**What you have to do:** Find every line in the records that contains the word "railcar" and copy each of those lines out in full.

>> Start

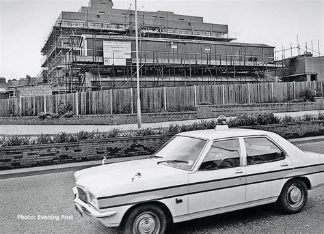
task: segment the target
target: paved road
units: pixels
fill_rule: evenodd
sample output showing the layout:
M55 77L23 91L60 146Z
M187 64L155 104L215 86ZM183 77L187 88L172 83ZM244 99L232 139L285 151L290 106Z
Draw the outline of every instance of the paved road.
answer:
M322 111L324 112L324 110ZM299 112L287 112L275 113L275 115L283 117L291 115L292 117L301 117L306 114L316 115L319 111L308 111ZM206 120L213 119L205 119ZM201 119L183 120L177 121L167 121L160 123L144 123L142 128L159 128L167 127L170 124L175 123L181 124L191 124L194 122L200 121ZM37 135L43 134L55 134L62 132L78 132L81 130L92 132L98 130L100 132L107 132L111 129L119 128L124 130L137 129L137 124L122 124L118 126L107 125L0 125L0 136L8 134L14 135Z
M323 152L321 144L299 147ZM72 203L72 175L64 172L0 180L1 232L118 233L118 229L79 216ZM177 224L171 232L324 233L323 197L323 187L310 190L306 206L297 214L282 215L273 206L265 205ZM28 215L35 216L35 220L22 220L21 216ZM38 215L48 220L39 220Z

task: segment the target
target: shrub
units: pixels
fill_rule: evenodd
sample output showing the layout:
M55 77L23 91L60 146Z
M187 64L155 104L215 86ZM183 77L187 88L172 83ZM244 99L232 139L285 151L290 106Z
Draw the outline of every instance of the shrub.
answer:
M280 122L280 119L273 113L263 113L256 115L258 125L276 124Z
M231 127L249 126L258 125L258 118L254 114L243 113L228 121Z
M180 132L180 126L177 123L171 123L167 127L167 132L176 133Z
M53 113L52 115L52 119L58 119L59 118L59 115L57 113Z
M302 102L314 102L315 101L315 96L314 95L313 92L309 89L304 89L301 90L299 92L299 98L302 100Z
M56 108L56 113L61 116L65 113L71 112L72 109L72 107L70 102L64 103L62 101L60 101L59 105Z
M291 115L285 115L281 119L281 122L283 123L287 123L294 121L294 118Z
M72 134L66 132L59 132L53 136L53 143L65 143L77 141L77 138Z
M31 145L31 138L24 136L8 136L2 141L1 146L18 146Z
M46 114L44 112L40 112L37 115L37 117L38 117L38 119L45 119L45 118L46 117Z
M41 134L37 137L36 142L40 145L44 145L53 143L53 141L50 134Z
M155 135L155 130L154 128L141 128L137 131L134 131L134 136L152 136Z
M311 121L311 120L314 120L314 117L312 116L310 114L305 114L303 116L303 120L304 121Z
M319 111L319 116L317 117L317 119L319 120L324 119L324 115L323 114L323 112Z
M107 137L111 138L111 137L120 136L121 135L120 132L121 132L121 130L120 130L120 128L113 128L113 129L112 129L110 131L107 132ZM105 136L103 135L103 136ZM106 137L105 137L105 138L106 138Z
M72 118L72 117L73 117L72 112L68 112L62 115L62 117L64 118Z
M77 133L77 138L78 140L87 140L92 138L91 132L86 131L80 131Z

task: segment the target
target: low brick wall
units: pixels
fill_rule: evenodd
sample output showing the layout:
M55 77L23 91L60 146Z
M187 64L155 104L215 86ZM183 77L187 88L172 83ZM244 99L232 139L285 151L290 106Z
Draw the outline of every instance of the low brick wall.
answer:
M197 119L195 111L166 112L141 114L144 123L159 123L169 121L179 121ZM136 114L78 115L72 118L45 119L37 117L1 117L0 125L120 125L136 123Z
M324 135L324 120L301 121L239 128L273 132L286 139Z
M174 134L0 147L0 170L148 155Z
M237 116L243 113L280 113L324 109L323 101L316 102L261 103L229 105L198 106L197 115L199 118L213 118L219 115Z
M49 84L20 85L14 88L22 97L52 95L52 87Z
M286 138L324 135L324 120L242 127L273 132ZM148 155L174 134L0 147L0 170Z

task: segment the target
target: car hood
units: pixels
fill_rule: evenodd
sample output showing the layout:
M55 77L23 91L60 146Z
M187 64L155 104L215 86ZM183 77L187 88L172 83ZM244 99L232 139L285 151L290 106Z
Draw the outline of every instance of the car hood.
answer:
M143 159L78 171L75 184L101 197L187 183L189 171L157 164L158 161Z

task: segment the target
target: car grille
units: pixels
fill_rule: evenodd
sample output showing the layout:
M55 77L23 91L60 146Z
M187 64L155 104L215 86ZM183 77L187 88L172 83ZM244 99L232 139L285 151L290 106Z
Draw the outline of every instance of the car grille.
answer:
M87 203L87 194L81 188L77 187L78 189L79 199L85 203Z

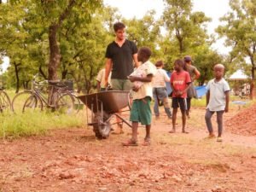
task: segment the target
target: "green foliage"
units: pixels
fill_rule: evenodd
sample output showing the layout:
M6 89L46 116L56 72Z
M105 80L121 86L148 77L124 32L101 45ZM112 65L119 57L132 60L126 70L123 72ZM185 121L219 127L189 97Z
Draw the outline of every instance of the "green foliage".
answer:
M117 9L103 7L102 3L13 0L0 4L0 55L10 58L4 74L8 86L16 87L16 91L20 87L27 89L35 73L49 79L50 68L59 79L73 79L79 91L92 91L95 76L105 64L106 47L114 38L113 25L117 20L127 26L129 39L138 48L149 47L151 61L163 60L167 70L172 70L177 58L192 55L202 74L200 84L212 78L212 65L223 61L210 48L212 39L206 32L210 18L202 12L192 12L191 0L165 0L160 20L154 19L154 10L142 19L125 20ZM54 54L50 26L56 30ZM160 32L162 27L165 34Z
M232 10L221 19L224 25L217 29L220 37L227 38L226 45L232 47L230 64L245 69L253 79L255 79L256 67L255 3L255 0L230 1Z

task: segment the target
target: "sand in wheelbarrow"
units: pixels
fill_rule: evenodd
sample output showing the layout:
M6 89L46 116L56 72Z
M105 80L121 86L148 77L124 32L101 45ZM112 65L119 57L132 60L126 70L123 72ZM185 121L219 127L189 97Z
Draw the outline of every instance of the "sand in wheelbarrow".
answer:
M229 119L225 128L235 134L256 136L256 104Z

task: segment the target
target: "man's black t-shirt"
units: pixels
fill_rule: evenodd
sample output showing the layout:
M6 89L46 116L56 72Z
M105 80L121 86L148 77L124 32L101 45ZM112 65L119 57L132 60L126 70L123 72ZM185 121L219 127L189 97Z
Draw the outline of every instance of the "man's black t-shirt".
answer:
M106 58L113 62L111 79L126 79L133 72L133 55L137 53L134 42L125 39L121 47L114 41L108 45Z

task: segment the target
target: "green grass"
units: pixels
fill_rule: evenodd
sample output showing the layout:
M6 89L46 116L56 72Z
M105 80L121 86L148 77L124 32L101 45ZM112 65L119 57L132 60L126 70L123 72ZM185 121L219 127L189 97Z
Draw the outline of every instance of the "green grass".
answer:
M15 90L6 91L12 101L15 96ZM82 111L72 115L49 110L17 114L6 111L0 113L0 138L44 135L49 130L79 127L84 125L84 113Z
M0 113L0 137L44 135L51 129L78 127L84 125L83 113L78 115L38 112L15 114Z

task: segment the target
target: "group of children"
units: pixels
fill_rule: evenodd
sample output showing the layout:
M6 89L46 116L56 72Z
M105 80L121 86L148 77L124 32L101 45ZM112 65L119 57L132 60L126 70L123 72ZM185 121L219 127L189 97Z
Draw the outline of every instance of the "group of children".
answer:
M132 73L128 79L133 83L133 102L131 109L130 120L132 122L131 138L123 143L124 146L137 146L137 128L138 123L145 125L146 136L143 145L150 145L151 129L151 109L150 101L153 97L152 80L156 73L155 66L149 61L151 50L147 47L143 47L138 50L137 59L142 62L137 70ZM214 79L209 81L207 89L207 112L205 119L209 131L209 137L215 137L213 134L211 118L217 113L217 122L218 135L217 141L221 142L223 130L223 113L229 111L229 91L228 83L223 79L224 67L222 64L214 66ZM182 132L187 133L186 126L186 98L187 90L191 84L189 73L184 71L183 60L177 59L174 61L174 71L171 77L171 87L172 89L172 130L171 133L176 131L176 119L177 108L180 108L182 113Z

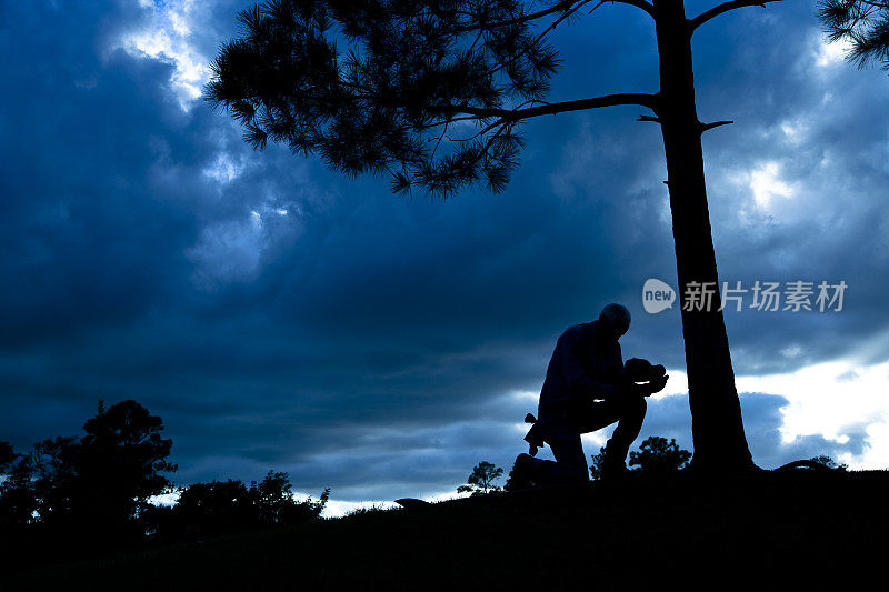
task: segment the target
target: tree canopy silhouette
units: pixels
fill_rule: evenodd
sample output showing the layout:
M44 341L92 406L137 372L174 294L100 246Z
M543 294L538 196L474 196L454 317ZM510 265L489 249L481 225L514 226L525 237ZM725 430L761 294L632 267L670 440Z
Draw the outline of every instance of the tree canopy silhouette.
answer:
M691 40L735 9L730 0L686 17L682 0L272 0L242 11L242 37L212 63L206 97L228 110L254 148L279 142L319 154L350 175L388 173L392 190L448 197L467 185L507 185L520 126L618 104L660 124L683 287L718 287L701 134L731 123L698 120ZM550 102L559 26L603 4L629 4L655 26L660 89ZM695 440L693 464L748 469L719 291L711 307L682 307Z
M642 441L638 452L630 452L629 464L647 473L666 473L685 469L689 459L691 452L679 448L675 439L668 442L666 438L652 435Z
M818 4L828 40L846 41L846 59L863 68L879 62L889 70L889 0L822 0Z
M269 471L260 482L193 483L181 490L172 506L149 511L152 534L162 541L200 540L276 525L293 525L317 519L330 490L318 501L297 501L287 473Z
M500 491L500 486L495 485L493 482L500 479L502 474L502 469L495 466L490 462L482 461L472 469L472 472L466 480L467 484L457 488L457 492L483 495L492 491Z

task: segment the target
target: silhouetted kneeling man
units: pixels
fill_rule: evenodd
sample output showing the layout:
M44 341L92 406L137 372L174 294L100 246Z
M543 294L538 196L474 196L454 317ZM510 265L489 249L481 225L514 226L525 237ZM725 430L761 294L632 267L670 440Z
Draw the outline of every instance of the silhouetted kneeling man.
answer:
M627 452L646 417L646 397L663 389L662 365L633 358L625 367L618 340L630 328L630 311L609 304L597 321L568 328L556 343L543 388L538 419L525 439L530 455L519 454L516 471L543 484L586 482L587 459L580 434L618 422L606 444L603 476L627 470ZM645 384L639 384L646 382ZM549 444L556 462L535 459Z

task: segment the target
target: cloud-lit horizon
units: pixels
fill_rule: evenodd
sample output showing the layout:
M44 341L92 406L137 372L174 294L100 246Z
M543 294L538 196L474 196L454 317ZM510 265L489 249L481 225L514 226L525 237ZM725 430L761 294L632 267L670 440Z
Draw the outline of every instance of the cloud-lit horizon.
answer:
M625 357L671 375L640 440L691 449L679 310L641 305L647 279L676 285L657 126L532 120L505 192L401 199L254 152L201 100L249 4L0 8L0 440L134 399L178 484L274 469L338 503L432 498L479 461L509 470L556 339L622 302ZM552 39L551 99L657 90L633 7ZM735 121L703 137L720 280L848 284L839 312L726 312L753 459L889 466L889 77L826 44L813 2L722 16L692 48L701 120Z

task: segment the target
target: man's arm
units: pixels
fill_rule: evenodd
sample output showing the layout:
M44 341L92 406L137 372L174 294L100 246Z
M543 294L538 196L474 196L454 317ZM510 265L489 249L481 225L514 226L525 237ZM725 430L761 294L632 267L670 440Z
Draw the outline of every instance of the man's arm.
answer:
M589 375L578 350L579 347L573 340L566 337L559 339L556 355L558 355L561 375L568 385L571 398L592 397L608 400L618 397L620 391L617 387L599 382Z

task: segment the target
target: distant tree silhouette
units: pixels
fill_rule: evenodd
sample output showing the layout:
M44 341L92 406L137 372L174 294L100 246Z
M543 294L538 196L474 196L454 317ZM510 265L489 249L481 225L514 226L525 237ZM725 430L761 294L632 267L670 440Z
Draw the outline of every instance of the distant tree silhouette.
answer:
M33 488L33 462L29 454L17 454L7 442L0 442L0 529L12 529L34 522L37 495Z
M701 134L731 123L698 119L691 39L720 14L771 1L730 0L687 18L683 0L272 0L240 12L242 37L220 50L206 97L257 149L279 142L349 175L388 173L396 192L440 198L503 190L527 120L640 107L639 120L663 137L685 300L683 287L720 285ZM549 33L615 3L653 22L660 89L547 101L560 63ZM681 318L693 463L750 469L719 290L709 309L683 305Z
M605 446L599 449L598 454L592 455L592 463L590 463L590 479L598 481L602 478L602 468L605 466Z
M9 442L0 442L0 474L7 472L7 468L16 460L16 452Z
M327 489L318 501L297 501L287 473L269 471L262 481L252 481L249 486L231 479L189 485L181 490L174 505L151 509L147 521L160 540L201 540L314 520L329 494Z
M849 43L847 60L889 70L889 0L821 0L818 18L830 42Z
M668 442L666 438L652 435L642 441L638 452L630 452L629 465L638 465L646 473L663 473L685 469L689 459L691 452L679 448L675 439Z
M835 471L847 471L849 469L848 464L838 463L833 459L831 459L830 456L825 456L825 455L812 456L809 460L815 462L815 463L818 463L818 464L820 464L820 465L822 465L822 466L825 466L827 469L832 469Z
M18 500L18 520L27 513L59 536L139 539L148 499L169 490L162 473L176 470L167 462L172 441L160 437L161 419L136 401L107 410L100 401L83 430L80 439L44 440L21 456L3 499Z
M480 462L472 469L472 473L466 480L466 485L457 488L458 493L471 493L472 495L483 495L492 491L500 491L493 482L502 476L503 470L495 466L490 462Z

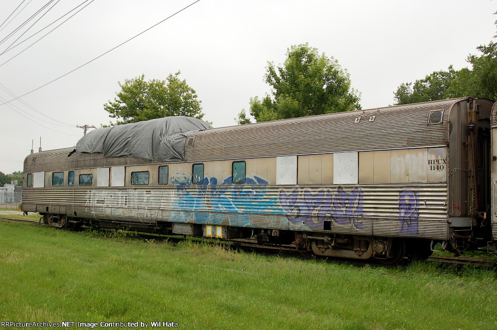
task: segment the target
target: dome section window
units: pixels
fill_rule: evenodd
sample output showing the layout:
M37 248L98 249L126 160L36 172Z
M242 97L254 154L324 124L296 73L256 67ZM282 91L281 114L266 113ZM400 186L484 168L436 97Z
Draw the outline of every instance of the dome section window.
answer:
M168 181L169 167L168 166L159 166L159 184L167 185Z
M52 173L52 186L64 185L64 172L54 172Z
M132 185L148 185L149 184L149 171L131 172Z

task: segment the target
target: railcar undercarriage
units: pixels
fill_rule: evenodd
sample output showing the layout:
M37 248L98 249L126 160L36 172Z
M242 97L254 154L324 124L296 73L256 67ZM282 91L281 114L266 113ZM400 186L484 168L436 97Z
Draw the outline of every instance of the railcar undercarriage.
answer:
M306 257L316 255L362 260L374 258L386 264L397 264L405 257L426 259L431 255L434 244L433 241L424 239L361 236L219 226L214 226L216 228L209 232L209 227L213 226L169 222L158 222L154 224L123 222L50 213L43 214L43 222L53 227L70 230L79 230L84 225L103 229L228 240L255 237L257 242L262 245L293 244ZM215 232L216 230L217 232ZM444 247L447 246L448 245L444 245Z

>> End

**Response for this exercise:**
target: railcar undercarriage
Draw the outline of every instance of the railcar undercarriage.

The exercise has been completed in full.